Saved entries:
⁂

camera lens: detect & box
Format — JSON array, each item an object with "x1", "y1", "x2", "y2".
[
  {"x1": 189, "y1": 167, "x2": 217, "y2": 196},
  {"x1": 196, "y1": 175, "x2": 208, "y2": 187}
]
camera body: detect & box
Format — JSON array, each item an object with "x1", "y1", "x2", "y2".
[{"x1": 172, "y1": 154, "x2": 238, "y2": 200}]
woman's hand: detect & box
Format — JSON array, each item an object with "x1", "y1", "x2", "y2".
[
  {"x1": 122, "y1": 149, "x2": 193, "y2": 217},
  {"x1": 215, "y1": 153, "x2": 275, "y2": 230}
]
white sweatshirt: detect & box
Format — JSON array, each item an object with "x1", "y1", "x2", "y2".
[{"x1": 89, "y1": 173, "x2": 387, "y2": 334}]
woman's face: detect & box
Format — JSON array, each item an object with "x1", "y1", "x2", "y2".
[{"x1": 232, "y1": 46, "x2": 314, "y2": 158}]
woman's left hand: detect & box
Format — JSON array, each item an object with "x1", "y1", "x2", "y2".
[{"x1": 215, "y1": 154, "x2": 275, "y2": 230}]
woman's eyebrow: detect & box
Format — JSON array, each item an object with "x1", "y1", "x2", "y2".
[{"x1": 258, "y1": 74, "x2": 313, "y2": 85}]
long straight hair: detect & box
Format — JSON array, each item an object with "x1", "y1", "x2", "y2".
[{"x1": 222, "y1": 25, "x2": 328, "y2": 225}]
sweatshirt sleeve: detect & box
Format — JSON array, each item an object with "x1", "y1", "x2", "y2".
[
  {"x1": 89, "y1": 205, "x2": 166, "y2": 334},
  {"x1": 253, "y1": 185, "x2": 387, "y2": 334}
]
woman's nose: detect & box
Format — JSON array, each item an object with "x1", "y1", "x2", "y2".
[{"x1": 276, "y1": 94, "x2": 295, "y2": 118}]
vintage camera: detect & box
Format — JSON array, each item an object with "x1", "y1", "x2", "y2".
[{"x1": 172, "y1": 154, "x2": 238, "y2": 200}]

⁂

→ **PROBLEM TO SOLVE**:
Write out all of the rows above again, word for word, changing nothing.

→ **THE RESULT**:
camera lens: detect & box
Format — JSON array, each item an object with "x1", "y1", "x2", "y2".
[
  {"x1": 189, "y1": 167, "x2": 217, "y2": 196},
  {"x1": 196, "y1": 175, "x2": 208, "y2": 187}
]
camera body: detect & box
Format — JSON array, each item an object with "x1", "y1", "x2", "y2".
[{"x1": 172, "y1": 154, "x2": 238, "y2": 200}]
woman's hand: detect & box
Format — JSON array, each item an object with "x1", "y1", "x2", "y2".
[
  {"x1": 122, "y1": 149, "x2": 193, "y2": 217},
  {"x1": 215, "y1": 153, "x2": 275, "y2": 230}
]
white sweatshirt: detect & box
Format — JSON array, each item an object with "x1", "y1", "x2", "y2".
[{"x1": 89, "y1": 173, "x2": 387, "y2": 334}]
woman's face: detect & box
Format — JSON array, each item an object with "x1", "y1", "x2", "y2".
[{"x1": 232, "y1": 46, "x2": 314, "y2": 158}]
woman's left hand: detect & box
Format — JSON array, each item an object with "x1", "y1", "x2", "y2".
[{"x1": 215, "y1": 154, "x2": 275, "y2": 230}]
woman's eyebrow: detect & box
Format — JSON array, each item an object with "x1", "y1", "x2", "y2".
[{"x1": 258, "y1": 74, "x2": 313, "y2": 85}]
long straight hair: detect & box
Format — JSON array, each item an object with "x1", "y1", "x2", "y2".
[{"x1": 222, "y1": 25, "x2": 328, "y2": 225}]
sweatshirt sleeve: detect & box
Format — JSON array, each item an object with "x1", "y1", "x2", "y2".
[
  {"x1": 89, "y1": 205, "x2": 166, "y2": 334},
  {"x1": 253, "y1": 185, "x2": 387, "y2": 334}
]
woman's nose: detect & box
Format — JSON array, each item an object with "x1", "y1", "x2", "y2".
[{"x1": 276, "y1": 94, "x2": 295, "y2": 118}]
vintage camera: detect & box
Format — JSON array, each item an object with "x1", "y1", "x2", "y2".
[{"x1": 172, "y1": 154, "x2": 238, "y2": 200}]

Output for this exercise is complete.